The use of blockchain can push the growth of Nigeria in different sectors. This article looks at four potential blockchain applications in Nigeria. Namely: in administering elections, provisioning of better healthcare services, financial services,  and identity management.

In Administering Elections

Blockchain can be utilized in elections by creating a decentralized ledger of voters which contains all necessary information needed. This eliminates fraudulent cases of people registering more than once.

If this were adopted, we could see cases of where, the use of a distributed ledger (blockchain) for voting was tested in Sierra Leone during their last presidential elections which held in February. Although the tech was not used throughout the whole country, it was deployed to its populous cities.

The voting process was overseen by Agora, a Swiss-based blockchain start-up. Once the voting had taken place, up to 400,000 ballots were then entered into Agora’s blockchain. Agora CEO, Leonardo Gammar was delighted by how well the process worked and was excited about future possibilities.

"I strongly believe that this election is the beginning of a much larger blockchain voting movement.", he said.

In healthcare systems

Information exchange is scattered among various databases and is not readily available for use in Nigeria. With blockchain, this information can be amalgamated; giving medical professionals access to patients’ files from previous hospitals or wherever they sought healthcare before.

Other than these, blockchain can transform revenue cycle management, drug supply management, clinical trials and prevent fraud.

In financial systems

The block time is the average amount of time it takes for the network to create one extra block in the blockchain. Some blockchains create a new block as often as every five seconds. By the time of block completion, the incorporated data becomes verifiable. In cryptocurrency, this is practically when the transaction takes place, so a shorter block time means faster transactions in Nigerian banks.

The blockchain concept was pioneered within the context of crypto-currency Bitcoin, but engineers have imagined many other ways for distributed ledger technology to streamline the world. Stock exchanges and big banks, for example, are looking at blockchain-type systems as trading settlement platforms.‌‌- Fmr. White house Director of Communications, Anthony Scaramucci

In banking systems, faster transactions mean a lot, a delay in money transfer for a stock broker could mean loss in revenue because of the rapid change in price of stock which could have occurred while payment was being made. Transferring money around the world takes days or even weeks and with the inclusion of blockchain, this could is reduced drastically.

■ WHAT THE EXERCISE ASKS: Output the full article on blockchain uses in Nigeria verbatim, with nothing left out or changed. The rows that follow are from a separate source.

■ INFORMATION GIVEN:

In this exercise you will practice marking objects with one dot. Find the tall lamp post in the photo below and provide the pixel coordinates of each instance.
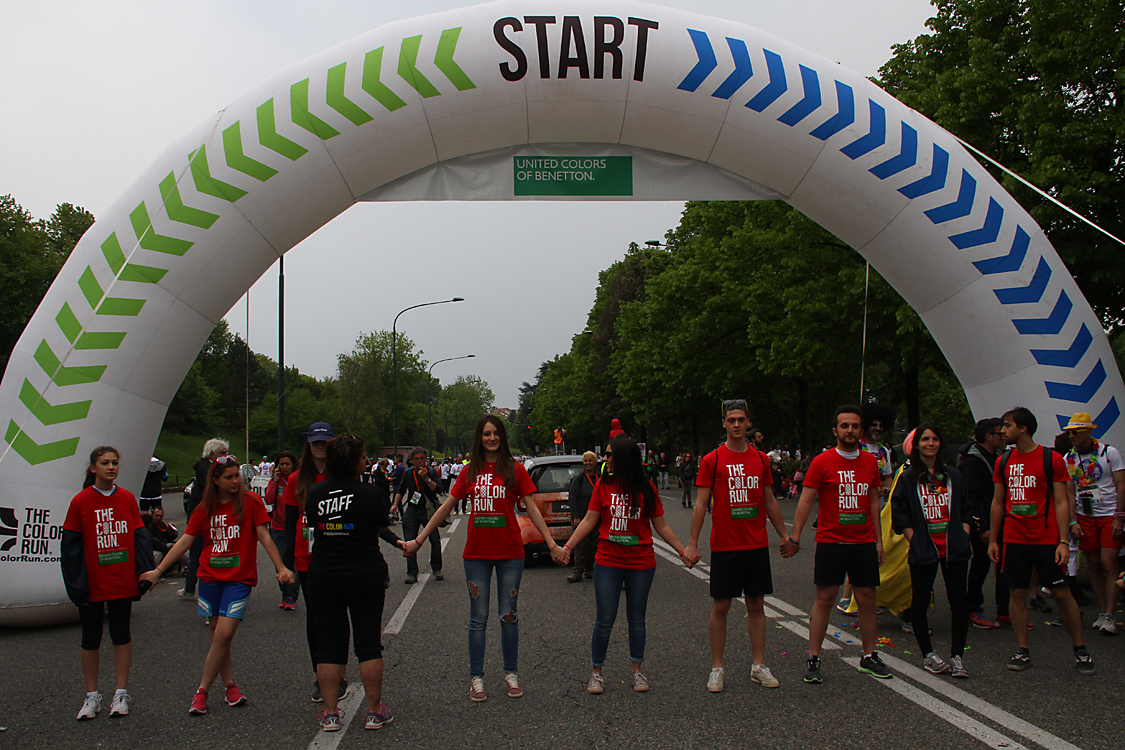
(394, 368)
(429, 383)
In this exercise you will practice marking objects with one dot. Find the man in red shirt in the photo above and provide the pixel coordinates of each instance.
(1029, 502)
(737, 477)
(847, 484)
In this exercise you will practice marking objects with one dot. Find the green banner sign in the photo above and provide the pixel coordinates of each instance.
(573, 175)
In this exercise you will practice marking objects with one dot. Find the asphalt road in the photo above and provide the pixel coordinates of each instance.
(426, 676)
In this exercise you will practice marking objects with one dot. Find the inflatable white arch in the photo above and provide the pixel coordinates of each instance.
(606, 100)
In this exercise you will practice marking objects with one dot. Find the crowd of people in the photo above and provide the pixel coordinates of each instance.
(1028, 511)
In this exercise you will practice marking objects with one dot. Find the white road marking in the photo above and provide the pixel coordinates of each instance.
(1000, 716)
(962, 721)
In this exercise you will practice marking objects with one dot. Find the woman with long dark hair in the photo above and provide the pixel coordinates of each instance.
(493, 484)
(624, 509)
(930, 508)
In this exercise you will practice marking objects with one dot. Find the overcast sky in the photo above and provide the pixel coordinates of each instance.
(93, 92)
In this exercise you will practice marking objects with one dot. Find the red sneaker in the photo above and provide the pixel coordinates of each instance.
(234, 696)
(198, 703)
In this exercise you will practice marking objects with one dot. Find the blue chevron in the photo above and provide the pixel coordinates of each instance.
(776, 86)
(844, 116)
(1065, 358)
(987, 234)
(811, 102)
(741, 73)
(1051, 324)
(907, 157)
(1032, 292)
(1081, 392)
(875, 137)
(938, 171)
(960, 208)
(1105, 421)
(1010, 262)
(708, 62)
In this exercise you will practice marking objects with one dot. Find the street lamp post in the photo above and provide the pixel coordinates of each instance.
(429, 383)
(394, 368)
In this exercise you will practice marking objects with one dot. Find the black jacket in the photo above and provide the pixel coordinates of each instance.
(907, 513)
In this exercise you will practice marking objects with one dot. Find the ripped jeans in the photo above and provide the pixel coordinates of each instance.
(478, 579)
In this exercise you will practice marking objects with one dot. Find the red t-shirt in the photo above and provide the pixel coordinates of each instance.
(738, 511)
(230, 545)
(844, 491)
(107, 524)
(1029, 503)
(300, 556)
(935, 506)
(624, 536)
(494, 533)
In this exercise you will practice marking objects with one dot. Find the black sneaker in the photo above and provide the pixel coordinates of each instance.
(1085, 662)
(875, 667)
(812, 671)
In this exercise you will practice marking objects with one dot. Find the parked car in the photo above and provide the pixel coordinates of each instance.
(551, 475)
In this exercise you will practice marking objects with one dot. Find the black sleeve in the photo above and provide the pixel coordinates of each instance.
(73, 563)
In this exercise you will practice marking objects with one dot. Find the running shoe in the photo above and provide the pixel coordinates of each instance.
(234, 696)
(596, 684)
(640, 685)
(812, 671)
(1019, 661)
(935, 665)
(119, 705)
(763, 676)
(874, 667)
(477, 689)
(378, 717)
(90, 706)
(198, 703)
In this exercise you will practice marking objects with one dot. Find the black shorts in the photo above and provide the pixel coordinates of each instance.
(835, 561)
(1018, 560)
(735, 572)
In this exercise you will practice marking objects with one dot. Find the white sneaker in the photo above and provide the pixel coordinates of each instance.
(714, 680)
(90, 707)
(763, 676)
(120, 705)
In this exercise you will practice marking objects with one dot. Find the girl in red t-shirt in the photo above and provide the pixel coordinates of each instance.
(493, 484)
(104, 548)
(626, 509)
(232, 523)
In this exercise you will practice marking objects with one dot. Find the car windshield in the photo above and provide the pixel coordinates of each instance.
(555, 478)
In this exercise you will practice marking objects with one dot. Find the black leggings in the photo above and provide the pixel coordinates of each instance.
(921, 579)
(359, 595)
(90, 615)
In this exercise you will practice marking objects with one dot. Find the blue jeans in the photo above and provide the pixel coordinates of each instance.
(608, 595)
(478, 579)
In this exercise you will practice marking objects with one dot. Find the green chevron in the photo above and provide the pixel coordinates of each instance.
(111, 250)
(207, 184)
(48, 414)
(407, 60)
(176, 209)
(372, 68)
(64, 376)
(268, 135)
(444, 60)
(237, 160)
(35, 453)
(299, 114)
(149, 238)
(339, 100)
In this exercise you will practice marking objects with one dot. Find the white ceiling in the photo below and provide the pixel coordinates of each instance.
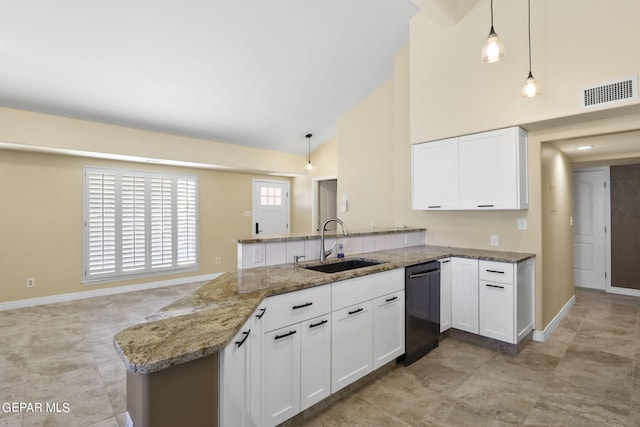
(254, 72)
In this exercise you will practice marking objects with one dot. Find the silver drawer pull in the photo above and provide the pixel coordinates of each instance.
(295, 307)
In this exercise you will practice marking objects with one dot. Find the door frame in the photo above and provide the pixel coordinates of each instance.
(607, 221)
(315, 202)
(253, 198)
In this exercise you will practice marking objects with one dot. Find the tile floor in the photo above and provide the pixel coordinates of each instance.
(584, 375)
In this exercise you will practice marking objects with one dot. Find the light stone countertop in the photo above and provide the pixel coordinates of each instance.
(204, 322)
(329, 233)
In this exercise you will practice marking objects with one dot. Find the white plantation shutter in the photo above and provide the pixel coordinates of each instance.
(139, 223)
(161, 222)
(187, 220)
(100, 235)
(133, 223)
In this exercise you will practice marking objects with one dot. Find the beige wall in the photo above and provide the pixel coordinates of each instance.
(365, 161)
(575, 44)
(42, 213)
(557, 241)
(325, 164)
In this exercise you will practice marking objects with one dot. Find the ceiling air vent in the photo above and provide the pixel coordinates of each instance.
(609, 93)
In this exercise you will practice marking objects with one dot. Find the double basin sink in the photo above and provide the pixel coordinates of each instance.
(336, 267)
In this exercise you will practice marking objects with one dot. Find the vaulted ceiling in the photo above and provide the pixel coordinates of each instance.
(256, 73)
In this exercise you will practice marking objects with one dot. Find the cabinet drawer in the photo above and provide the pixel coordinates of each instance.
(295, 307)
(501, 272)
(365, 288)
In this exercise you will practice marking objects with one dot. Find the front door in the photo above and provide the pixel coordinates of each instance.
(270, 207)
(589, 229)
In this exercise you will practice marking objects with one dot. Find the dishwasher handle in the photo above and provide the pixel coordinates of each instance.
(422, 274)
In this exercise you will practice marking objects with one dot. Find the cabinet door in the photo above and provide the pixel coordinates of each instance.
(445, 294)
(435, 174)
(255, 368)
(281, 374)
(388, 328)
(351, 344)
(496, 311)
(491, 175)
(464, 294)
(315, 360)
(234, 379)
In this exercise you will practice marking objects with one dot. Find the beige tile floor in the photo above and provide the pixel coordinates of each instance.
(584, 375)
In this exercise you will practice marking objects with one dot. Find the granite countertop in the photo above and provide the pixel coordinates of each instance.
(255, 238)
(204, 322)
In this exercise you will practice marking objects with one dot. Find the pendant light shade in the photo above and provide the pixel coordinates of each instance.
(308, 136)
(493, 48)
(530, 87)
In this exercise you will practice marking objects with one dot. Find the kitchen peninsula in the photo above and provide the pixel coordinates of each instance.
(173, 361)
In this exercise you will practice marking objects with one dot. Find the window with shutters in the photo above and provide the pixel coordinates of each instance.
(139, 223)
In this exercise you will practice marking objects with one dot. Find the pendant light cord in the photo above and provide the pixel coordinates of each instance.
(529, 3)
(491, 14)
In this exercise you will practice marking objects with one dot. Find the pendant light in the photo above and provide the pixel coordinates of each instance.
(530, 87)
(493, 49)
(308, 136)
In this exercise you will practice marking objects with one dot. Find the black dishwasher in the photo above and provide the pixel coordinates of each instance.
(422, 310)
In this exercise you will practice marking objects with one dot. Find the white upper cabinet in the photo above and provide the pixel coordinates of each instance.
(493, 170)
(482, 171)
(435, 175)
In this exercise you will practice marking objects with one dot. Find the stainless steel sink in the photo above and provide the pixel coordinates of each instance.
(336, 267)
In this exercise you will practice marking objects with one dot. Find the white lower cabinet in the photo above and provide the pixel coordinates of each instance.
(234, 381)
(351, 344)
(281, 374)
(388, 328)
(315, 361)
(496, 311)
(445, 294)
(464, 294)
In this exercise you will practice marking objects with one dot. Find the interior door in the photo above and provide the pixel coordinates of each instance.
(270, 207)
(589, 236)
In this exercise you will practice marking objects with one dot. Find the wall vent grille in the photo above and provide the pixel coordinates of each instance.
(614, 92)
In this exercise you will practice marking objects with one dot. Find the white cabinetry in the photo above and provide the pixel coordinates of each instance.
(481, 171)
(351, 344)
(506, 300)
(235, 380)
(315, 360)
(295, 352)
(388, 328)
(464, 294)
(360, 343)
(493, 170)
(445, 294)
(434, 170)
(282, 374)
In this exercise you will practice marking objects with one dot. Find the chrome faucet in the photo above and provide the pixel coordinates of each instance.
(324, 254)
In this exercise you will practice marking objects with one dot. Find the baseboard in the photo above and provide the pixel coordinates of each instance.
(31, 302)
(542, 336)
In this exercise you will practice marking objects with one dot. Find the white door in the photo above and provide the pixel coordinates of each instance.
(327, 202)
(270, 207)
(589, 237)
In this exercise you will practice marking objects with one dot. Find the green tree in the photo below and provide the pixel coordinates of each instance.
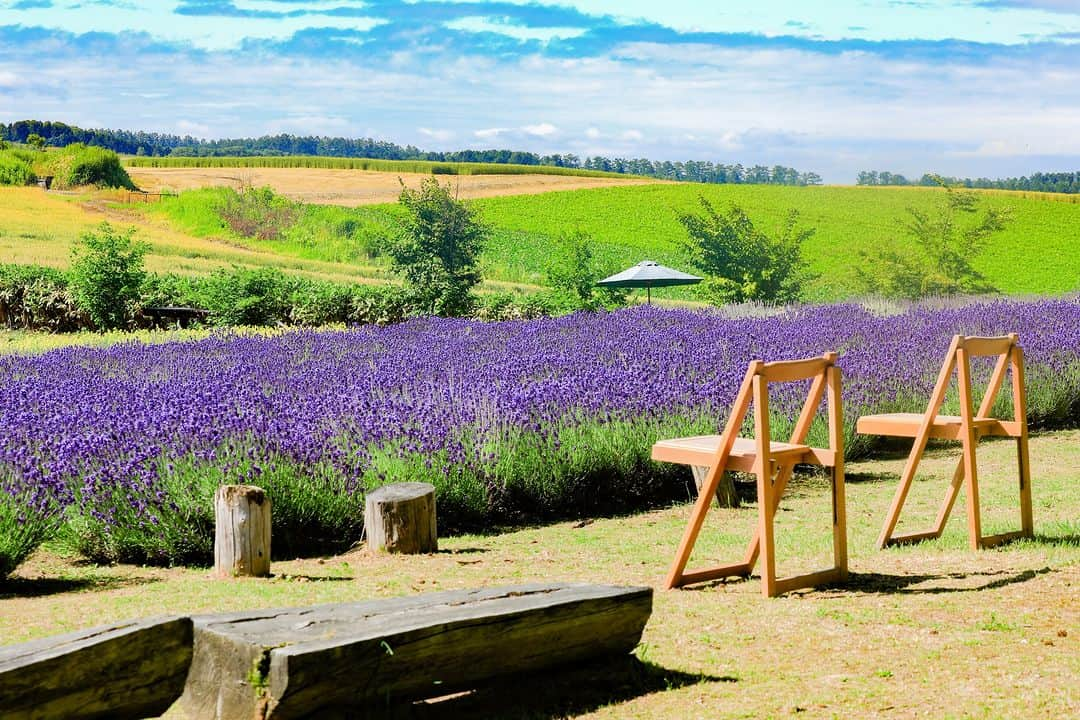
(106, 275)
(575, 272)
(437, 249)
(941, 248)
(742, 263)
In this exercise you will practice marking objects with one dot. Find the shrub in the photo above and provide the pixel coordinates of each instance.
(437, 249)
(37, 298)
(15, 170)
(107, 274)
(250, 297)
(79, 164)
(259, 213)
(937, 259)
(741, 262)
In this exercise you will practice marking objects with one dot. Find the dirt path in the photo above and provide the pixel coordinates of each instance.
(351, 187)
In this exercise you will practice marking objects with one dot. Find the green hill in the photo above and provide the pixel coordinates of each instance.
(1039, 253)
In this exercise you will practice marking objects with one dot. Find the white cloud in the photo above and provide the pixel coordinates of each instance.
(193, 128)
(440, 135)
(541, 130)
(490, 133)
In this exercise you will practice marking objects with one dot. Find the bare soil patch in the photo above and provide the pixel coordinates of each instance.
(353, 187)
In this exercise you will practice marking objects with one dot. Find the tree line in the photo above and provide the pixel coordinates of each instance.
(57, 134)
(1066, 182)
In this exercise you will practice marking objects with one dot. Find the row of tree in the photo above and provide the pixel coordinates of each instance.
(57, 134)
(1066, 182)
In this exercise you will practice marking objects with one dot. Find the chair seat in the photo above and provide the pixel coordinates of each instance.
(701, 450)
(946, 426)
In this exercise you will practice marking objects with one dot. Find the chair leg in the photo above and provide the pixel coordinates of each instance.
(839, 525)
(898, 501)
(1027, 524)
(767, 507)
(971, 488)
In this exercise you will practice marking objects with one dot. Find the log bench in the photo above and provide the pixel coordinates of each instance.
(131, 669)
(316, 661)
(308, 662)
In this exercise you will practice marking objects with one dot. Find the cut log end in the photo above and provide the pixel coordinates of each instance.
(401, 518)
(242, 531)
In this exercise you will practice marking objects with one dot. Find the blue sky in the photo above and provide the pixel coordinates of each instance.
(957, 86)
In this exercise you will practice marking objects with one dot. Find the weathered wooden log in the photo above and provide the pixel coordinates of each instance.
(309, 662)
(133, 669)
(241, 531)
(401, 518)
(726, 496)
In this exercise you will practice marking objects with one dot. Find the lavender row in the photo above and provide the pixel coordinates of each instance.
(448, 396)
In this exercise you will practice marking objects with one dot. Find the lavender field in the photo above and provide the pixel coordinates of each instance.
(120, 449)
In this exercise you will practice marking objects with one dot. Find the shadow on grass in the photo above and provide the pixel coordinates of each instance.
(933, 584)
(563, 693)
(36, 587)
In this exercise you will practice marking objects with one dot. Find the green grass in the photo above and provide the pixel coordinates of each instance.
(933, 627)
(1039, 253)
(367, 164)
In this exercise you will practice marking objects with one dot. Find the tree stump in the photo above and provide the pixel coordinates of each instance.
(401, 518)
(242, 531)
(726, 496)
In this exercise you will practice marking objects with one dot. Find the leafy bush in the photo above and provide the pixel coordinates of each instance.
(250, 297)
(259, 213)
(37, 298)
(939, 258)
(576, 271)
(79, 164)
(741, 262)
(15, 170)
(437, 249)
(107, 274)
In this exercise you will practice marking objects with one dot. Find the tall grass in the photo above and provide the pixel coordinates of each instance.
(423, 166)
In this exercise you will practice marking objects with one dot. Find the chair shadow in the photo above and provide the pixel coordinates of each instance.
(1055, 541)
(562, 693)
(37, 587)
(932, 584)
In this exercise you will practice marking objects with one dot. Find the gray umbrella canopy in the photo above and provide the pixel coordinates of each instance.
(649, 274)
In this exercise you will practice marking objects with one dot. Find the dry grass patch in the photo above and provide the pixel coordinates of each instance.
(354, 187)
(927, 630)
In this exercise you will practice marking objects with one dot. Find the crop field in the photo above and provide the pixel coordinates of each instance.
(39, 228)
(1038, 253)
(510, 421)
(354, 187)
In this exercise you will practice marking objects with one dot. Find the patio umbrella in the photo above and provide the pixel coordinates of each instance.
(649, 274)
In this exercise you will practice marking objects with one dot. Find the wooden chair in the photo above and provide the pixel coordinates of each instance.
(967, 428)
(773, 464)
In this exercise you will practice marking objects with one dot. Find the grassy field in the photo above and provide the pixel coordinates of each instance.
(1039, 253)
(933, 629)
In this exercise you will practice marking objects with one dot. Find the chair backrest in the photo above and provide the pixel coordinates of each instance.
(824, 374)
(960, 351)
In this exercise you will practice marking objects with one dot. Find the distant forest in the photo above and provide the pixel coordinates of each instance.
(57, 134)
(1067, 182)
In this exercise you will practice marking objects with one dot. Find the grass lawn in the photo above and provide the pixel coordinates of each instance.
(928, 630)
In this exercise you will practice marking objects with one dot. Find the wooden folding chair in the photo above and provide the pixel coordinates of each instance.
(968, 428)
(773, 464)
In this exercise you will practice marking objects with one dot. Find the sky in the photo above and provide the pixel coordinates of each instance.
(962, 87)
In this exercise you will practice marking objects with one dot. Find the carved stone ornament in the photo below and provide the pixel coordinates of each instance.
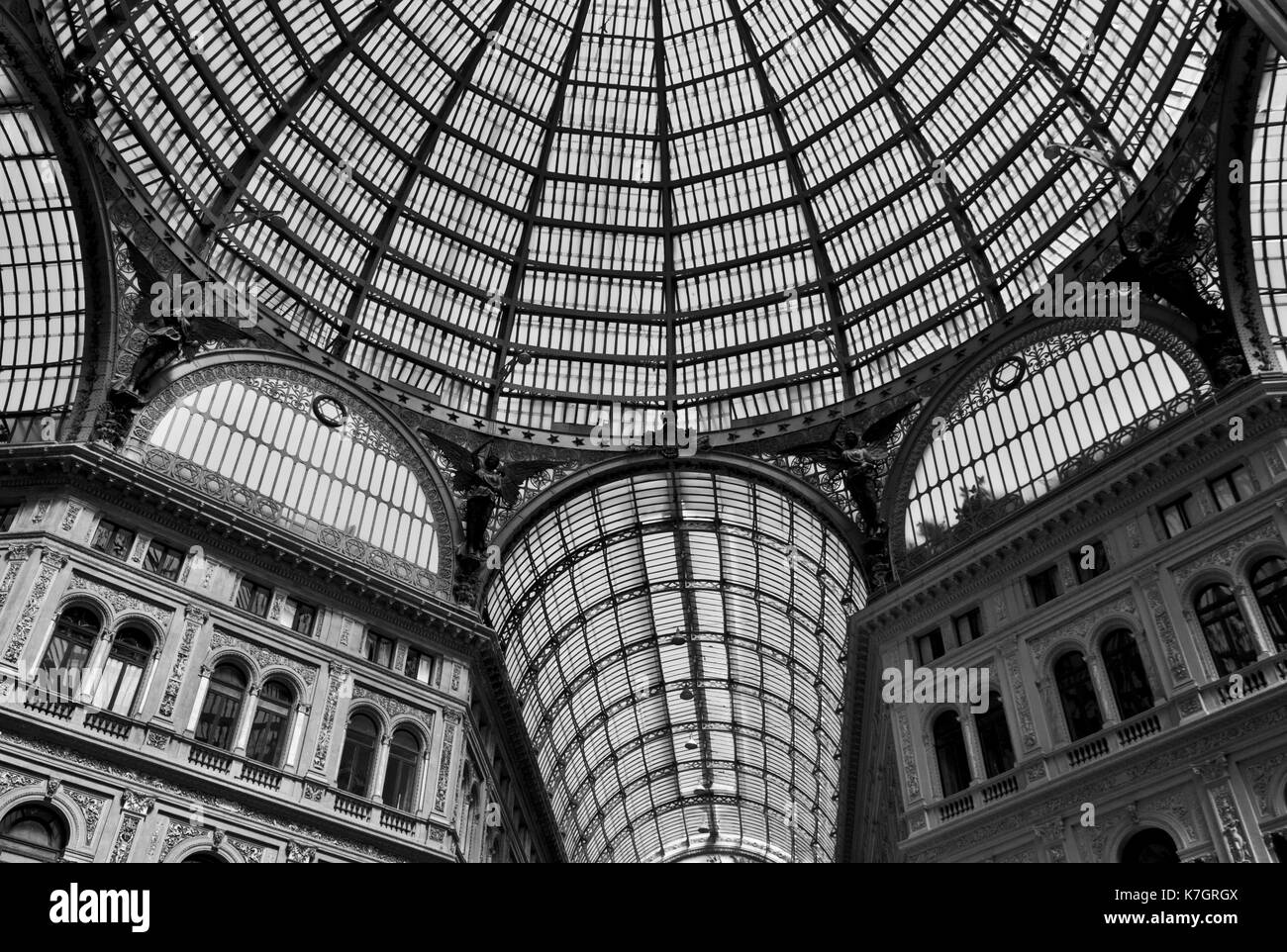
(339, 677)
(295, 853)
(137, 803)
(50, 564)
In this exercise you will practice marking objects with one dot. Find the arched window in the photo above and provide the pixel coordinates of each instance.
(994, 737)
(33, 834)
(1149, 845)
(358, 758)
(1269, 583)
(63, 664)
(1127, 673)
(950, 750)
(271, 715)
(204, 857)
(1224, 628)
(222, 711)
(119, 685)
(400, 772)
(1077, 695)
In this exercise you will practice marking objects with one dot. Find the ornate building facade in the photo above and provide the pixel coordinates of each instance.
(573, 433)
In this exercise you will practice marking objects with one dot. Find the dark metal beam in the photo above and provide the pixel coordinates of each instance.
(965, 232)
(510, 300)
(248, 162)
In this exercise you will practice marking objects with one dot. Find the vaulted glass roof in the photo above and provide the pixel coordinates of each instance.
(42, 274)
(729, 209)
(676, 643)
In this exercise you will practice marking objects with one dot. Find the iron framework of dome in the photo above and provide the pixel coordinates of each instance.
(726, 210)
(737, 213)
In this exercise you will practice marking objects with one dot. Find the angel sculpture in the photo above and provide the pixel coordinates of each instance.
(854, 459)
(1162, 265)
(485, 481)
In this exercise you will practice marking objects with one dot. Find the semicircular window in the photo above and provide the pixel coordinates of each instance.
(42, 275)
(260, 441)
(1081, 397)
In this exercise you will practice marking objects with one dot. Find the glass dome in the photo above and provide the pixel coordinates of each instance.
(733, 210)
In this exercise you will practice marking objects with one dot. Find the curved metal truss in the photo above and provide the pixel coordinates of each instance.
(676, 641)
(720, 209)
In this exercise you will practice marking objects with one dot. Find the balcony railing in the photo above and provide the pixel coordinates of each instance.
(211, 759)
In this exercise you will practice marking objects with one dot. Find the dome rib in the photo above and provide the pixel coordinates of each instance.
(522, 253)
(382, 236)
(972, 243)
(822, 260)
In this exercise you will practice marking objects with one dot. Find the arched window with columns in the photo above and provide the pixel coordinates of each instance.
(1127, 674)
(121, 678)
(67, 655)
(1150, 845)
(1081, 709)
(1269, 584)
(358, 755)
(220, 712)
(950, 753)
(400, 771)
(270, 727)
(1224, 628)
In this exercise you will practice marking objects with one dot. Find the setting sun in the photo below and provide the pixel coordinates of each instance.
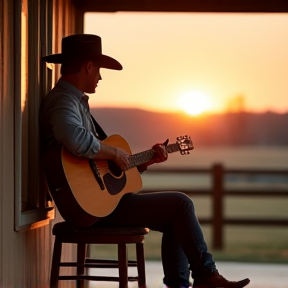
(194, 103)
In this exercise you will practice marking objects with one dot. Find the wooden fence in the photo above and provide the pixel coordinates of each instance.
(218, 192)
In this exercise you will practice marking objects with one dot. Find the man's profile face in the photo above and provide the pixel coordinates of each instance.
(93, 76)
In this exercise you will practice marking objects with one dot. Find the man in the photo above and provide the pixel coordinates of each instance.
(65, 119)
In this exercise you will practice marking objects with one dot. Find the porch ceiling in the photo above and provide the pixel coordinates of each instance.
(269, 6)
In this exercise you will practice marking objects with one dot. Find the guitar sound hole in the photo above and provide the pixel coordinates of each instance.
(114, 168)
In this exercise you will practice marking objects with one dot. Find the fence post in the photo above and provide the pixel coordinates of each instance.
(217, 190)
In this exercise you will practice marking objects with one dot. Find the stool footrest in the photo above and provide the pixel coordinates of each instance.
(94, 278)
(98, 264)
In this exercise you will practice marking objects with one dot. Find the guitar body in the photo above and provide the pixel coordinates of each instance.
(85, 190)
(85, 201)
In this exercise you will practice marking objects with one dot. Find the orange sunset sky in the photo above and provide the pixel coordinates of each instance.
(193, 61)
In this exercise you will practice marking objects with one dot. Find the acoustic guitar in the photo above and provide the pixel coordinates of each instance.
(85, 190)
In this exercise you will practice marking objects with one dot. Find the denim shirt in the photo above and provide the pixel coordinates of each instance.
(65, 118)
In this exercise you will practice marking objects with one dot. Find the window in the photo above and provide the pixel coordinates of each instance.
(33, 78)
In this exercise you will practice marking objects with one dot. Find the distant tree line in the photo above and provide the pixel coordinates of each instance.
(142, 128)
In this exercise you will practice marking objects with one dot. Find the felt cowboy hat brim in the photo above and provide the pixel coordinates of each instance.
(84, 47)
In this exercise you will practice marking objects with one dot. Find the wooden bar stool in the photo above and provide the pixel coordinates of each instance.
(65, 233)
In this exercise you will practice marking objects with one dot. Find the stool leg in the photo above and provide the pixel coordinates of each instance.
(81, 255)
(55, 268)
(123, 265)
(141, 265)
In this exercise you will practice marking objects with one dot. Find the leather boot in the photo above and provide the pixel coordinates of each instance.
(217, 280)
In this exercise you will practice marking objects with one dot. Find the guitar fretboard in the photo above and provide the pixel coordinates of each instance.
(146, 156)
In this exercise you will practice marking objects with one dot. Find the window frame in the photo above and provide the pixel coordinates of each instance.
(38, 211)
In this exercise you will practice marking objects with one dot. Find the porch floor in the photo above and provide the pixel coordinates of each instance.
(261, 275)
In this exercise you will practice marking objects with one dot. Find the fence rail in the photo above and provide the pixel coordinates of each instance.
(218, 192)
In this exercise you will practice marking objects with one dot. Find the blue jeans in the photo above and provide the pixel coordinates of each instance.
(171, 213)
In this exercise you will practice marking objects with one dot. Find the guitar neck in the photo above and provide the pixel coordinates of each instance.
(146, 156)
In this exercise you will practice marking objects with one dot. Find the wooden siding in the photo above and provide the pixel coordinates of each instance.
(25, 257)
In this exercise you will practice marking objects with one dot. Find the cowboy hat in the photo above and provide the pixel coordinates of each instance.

■ REPLY TO THE TASK:
The use of blockchain can push the growth of Nigeria in different sectors. This article looks at four potential blockchain applications in Nigeria. Namely: in administering elections, provisioning of better healthcare services, financial services,  and identity management.

In Administering Elections

Blockchain can be utilized in elections by creating a decentralized ledger of voters which contains all necessary information needed. This eliminates fraudulent cases of people registering more than once.

If this were adopted, we could see cases of where, the use of a distributed ledger (blockchain) for voting was tested in Sierra Leone during their last presidential elections which held in February. Although the tech was not used throughout the whole country, it was deployed to its populous cities.

The voting process was overseen by Agora, a Swiss-based blockchain start-up. Once the voting had taken place, up to 400,000 ballots were then entered into Agora’s blockchain. Agora CEO, Leonardo Gammar was delighted by how well the process worked and was excited about future possibilities.

"I strongly believe that this election is the beginning of a much larger blockchain voting movement.", he said.

In healthcare systems

Information exchange is scattered among various databases and is not readily available for use in Nigeria. With blockchain, this information can be amalgamated; giving medical professionals access to patients’ files from previous hospitals or wherever they sought healthcare before.

Other than these, blockchain can transform revenue cycle management, drug supply management, clinical trials and prevent fraud.

In financial systems

The block time is the average amount of time it takes for the network to create one extra block in the blockchain. Some blockchains create a new block as often as every five seconds. By the time of block completion, the incorporated data becomes verifiable. In cryptocurrency, this is practically when the transaction takes place, so a shorter block time means faster transactions in Nigerian banks.

The blockchain concept was pioneered within the context of crypto-currency Bitcoin, but engineers have imagined many other ways for distributed ledger technology to streamline the world. Stock exchanges and big banks, for example, are looking at blockchain-type systems as trading settlement platforms.‌‌- Fmr. White house Director of Communications, Anthony Scaramucci

In banking systems, faster transactions mean a lot, a delay in money transfer for a stock broker could mean loss in revenue because of the rapid change in price of stock which could have occurred while payment was being made. Transferring money around the world takes days or even weeks and with the inclusion of blockchain, this could is reduced drastically.